- YOUR ASSIGNMENT
Copy out the data so that nothing differs from the original.
───── TASK INPUTS
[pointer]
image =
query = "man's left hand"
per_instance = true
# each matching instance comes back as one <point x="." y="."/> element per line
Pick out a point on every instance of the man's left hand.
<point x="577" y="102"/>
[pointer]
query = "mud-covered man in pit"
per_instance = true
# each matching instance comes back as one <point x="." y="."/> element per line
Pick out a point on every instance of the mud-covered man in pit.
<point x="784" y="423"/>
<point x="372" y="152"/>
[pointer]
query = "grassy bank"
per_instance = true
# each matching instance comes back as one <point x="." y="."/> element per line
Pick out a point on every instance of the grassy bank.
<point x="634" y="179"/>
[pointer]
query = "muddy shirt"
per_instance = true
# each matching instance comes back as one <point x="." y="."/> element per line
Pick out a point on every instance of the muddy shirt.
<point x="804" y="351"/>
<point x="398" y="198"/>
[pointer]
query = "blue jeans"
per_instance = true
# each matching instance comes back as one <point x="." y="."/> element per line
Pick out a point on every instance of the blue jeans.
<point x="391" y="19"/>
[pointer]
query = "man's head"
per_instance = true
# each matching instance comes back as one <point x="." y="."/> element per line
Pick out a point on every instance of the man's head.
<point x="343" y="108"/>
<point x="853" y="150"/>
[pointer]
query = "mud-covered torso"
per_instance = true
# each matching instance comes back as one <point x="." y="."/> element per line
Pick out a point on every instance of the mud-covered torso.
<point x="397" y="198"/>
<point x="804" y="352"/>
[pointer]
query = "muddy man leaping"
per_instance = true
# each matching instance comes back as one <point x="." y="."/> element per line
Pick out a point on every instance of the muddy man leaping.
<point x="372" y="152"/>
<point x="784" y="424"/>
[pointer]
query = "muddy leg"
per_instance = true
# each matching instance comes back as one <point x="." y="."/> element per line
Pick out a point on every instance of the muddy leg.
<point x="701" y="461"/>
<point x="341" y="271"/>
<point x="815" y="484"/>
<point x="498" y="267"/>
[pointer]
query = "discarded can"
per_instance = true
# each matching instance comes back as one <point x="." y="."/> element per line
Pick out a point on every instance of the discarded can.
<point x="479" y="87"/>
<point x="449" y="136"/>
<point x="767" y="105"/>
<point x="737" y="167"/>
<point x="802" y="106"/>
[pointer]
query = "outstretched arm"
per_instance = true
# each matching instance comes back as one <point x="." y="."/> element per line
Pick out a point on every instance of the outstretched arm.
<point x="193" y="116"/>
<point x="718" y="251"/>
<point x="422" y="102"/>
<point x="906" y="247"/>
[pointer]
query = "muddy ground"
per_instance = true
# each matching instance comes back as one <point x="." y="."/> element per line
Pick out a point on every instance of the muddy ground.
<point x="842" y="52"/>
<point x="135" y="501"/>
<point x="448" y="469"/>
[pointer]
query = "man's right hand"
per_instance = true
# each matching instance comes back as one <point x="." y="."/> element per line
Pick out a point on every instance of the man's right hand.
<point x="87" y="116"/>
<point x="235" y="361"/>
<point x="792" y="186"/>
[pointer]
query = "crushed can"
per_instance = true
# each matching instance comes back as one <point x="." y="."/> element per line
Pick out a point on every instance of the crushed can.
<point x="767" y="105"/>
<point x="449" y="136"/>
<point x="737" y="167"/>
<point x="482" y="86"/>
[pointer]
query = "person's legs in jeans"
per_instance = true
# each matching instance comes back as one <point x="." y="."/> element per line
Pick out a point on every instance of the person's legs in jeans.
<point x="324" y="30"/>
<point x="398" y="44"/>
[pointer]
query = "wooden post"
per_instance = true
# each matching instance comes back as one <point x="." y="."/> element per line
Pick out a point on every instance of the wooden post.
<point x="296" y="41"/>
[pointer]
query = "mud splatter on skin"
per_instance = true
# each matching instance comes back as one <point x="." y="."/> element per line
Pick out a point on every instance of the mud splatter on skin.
──────────
- FINISHED TASK
[pointer]
image =
query = "man's left hand"
per_instance = true
# each matching instance comes back as one <point x="." y="."/> element per line
Pick out a point on every instance of the man's left hand.
<point x="577" y="102"/>
[pointer]
query = "mud-covered man in pit"
per_instance = true
# each matching instance comes back as one <point x="." y="."/> element per line
Pick out a point on every instance of the mud-covered man in pit.
<point x="784" y="423"/>
<point x="372" y="152"/>
[pointer]
query = "grassy bank"
per_instance = true
# each matching instance comes back as one <point x="." y="."/> element per line
Pick out a point on every instance of the grassy bank.
<point x="634" y="179"/>
[pointer]
query = "muddy shirt"
per_instance = true
# each matching instance comes back as one <point x="." y="."/> element per line
Pick out a point on every instance of the muddy shirt.
<point x="804" y="351"/>
<point x="398" y="198"/>
[pointer]
query = "blue jeans"
per_instance = true
# each matching instance comes back as one <point x="." y="."/> element per line
Pick out a point on every instance of the blue jeans.
<point x="391" y="19"/>
[pointer]
query = "man's head"
per_instance = true
# each matching instance comes back as one <point x="." y="."/> element per line
Pick out a point on every instance of the man's head.
<point x="343" y="108"/>
<point x="853" y="150"/>
[pointer]
query = "mud-covered torso"
per_instance = true
# each matching instance comes back as one <point x="." y="."/> element per line
Pick out a point on every instance of the mud-covered torso.
<point x="397" y="198"/>
<point x="804" y="352"/>
[pointer]
query = "muddy man leaping"
per_instance = true
# each matching instance comes back as one <point x="." y="."/> element per line
Pick out a point on every instance of the muddy man leaping.
<point x="372" y="152"/>
<point x="784" y="424"/>
[pointer]
query = "muddy leg"
per_instance = true
# each matching instance comes back as one <point x="." y="."/> element per line
Pick out a point on every instance of the muddy leg.
<point x="701" y="461"/>
<point x="341" y="271"/>
<point x="815" y="484"/>
<point x="498" y="267"/>
[pointer]
query = "discarded can"
per_instance = true
# each matching instance comes back as one <point x="." y="."/> element per line
Pick out a point on every instance of the discarded can.
<point x="479" y="87"/>
<point x="449" y="136"/>
<point x="767" y="105"/>
<point x="737" y="167"/>
<point x="802" y="106"/>
[pointer]
query = "outstretched arm"
per_instance = true
# each matching instance comes back as one <point x="." y="."/> element per line
Pick out a point on every instance of the outstretched arm.
<point x="193" y="116"/>
<point x="718" y="251"/>
<point x="422" y="102"/>
<point x="906" y="247"/>
[pointer]
query = "muddy ground"
per_instance = true
# each matching instance comes back as one <point x="." y="."/> element per line
Pick out a point on every instance of the muddy ground.
<point x="842" y="52"/>
<point x="135" y="501"/>
<point x="448" y="469"/>
[pointer]
query = "man's right hand"
per_instance = true
# each matching instance comes back as one <point x="." y="."/> element per line
Pick out a point on every instance of the man's right hand.
<point x="87" y="116"/>
<point x="235" y="361"/>
<point x="792" y="186"/>
[pointer]
query = "crushed can"
per_instance = true
# each matching instance comes back as one <point x="." y="."/> element per line
Pick out a point on every instance of the crushed can.
<point x="767" y="105"/>
<point x="449" y="136"/>
<point x="737" y="167"/>
<point x="482" y="86"/>
[pointer]
query = "person's legs in jeans"
per_instance = true
# each matching instance comes back as one <point x="." y="."/> element per line
Pick out a point on every instance of the person's legs in jeans.
<point x="324" y="30"/>
<point x="398" y="44"/>
[pointer]
query = "wooden post"
per_instance = true
# each matching instance comes back as one <point x="." y="."/> element per line
Pick out a point on every instance of the wooden post.
<point x="296" y="41"/>
[pointer]
query = "mud splatter on skin"
per_instance = true
# each matching instance comes back as one <point x="." y="."/> element per line
Pick out a point on every instance of the mud splatter on skin.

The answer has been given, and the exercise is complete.